## TASK
Reproduce the material starting at the line that contains "For every instance of the paved" and ending at the final line of the material, both included, and scale every coordinate in the answer points by 2.15, rounding to whole numbers with halves rounded up. Copy the requests unchanged, including the coordinates in their format samples.

## DATA ROWS
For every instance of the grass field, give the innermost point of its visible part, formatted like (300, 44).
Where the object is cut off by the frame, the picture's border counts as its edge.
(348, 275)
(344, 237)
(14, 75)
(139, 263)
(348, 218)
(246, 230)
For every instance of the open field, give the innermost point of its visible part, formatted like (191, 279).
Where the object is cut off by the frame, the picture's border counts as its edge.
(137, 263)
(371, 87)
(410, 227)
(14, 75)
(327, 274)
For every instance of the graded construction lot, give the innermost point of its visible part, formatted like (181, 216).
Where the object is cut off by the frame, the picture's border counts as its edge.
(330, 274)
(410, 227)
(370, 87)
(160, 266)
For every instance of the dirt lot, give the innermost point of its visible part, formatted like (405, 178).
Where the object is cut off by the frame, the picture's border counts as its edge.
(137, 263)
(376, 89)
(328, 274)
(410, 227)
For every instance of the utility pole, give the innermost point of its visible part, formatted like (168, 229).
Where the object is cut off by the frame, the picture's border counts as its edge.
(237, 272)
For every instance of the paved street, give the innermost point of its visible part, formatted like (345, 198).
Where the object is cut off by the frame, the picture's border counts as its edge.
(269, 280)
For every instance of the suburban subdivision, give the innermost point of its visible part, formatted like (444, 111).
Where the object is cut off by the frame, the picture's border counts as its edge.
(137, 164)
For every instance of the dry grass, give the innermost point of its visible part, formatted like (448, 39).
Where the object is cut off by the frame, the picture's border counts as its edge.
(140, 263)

## FINISHED EXERCISE
For every instance of the paved street, give the innermost point of its visible part, formatted like (345, 198).
Where the object is cut off by the frame, the picture's border counts as its edge.
(578, 602)
For every instance of the suburban subdivision, give the innermost point of its visible part, formatted like (444, 111).
Where the object is cut off by the frame, the picture's border counts as its edge.
(295, 353)
For every instance of the dry grass, give the innermost point of its visible part, formatted like (448, 39).
Where the object is cut off by the frame, the picture's border counts as its edge.
(301, 565)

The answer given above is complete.